>> Start Excerpted text

The team over at Ennova hosted a career panel discussion with their team members so they could share their knowledge and experiences from their respective undergraduate majors. This career panel covered journalism and creative writing. Kristine Dessinger was the emcee while hosted the career panel included: Aaron, who double majored in Mass Communications and English, was involved in his high school newspaper, and had a career as a newspaper editor; Wyatt, who majored in Journalism and has experience blogging; and Sara, who earned her master’s degree in English with a Creative Writing focus. She also speaks three languages! Here are some interesting points from the panel:
When you were in high school, what did you think you wanted to do for a career? Sara wasn’t sure; she just knew she wanted to study a foreign language. Aaron liked being part of the high school newspaper, so that’s what got him interested in journalism. Wyatt was more interested in geo-engineering and ROTC, and he was thinking of going into the military. He started out studying Geology/Geophysics and didn’t like it. He switched to Journalism because of his interest in blogging.

>> End Excerpted text
>> Start Records provided

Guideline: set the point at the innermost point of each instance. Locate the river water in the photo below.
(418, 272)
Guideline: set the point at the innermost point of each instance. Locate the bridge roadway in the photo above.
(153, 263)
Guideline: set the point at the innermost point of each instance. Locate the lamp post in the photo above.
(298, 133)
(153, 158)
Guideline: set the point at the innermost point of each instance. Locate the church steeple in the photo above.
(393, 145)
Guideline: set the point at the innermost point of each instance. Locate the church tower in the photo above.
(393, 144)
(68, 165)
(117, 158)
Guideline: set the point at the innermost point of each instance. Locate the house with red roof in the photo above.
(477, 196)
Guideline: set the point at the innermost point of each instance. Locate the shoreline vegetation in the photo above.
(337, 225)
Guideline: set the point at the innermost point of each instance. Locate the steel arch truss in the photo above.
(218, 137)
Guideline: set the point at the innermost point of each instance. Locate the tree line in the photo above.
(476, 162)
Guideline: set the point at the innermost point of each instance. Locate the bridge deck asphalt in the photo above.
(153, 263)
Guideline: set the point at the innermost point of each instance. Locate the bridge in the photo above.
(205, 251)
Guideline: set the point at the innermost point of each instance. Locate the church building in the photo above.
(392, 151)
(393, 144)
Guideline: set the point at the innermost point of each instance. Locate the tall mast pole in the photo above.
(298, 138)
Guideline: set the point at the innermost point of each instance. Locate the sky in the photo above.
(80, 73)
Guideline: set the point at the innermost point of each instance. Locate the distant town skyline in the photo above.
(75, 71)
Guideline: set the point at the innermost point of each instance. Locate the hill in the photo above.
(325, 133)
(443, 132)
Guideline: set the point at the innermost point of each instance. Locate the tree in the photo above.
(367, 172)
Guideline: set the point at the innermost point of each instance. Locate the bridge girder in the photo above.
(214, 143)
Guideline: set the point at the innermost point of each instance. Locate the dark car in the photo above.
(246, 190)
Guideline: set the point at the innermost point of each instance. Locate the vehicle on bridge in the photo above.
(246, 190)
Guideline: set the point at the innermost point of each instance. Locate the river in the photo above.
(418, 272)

>> End Records provided

== Problem description ==
In the career panel text, what did Wyatt study before switching to Journalism?

== Solution to this exercise ==
Geology/Geophysics.